Aim of the exercise -
The entries below must be returned exactly as they stand.

--*--

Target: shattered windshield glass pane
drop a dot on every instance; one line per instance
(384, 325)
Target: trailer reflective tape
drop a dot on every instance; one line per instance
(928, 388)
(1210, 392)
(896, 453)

--*--

Task solution -
Target: shattered windshield glass pane
drop a dot on every instance; one line per instance
(384, 325)
Target: trailer reflective tape
drop a dot on every instance; one line per instance
(928, 388)
(1210, 392)
(896, 453)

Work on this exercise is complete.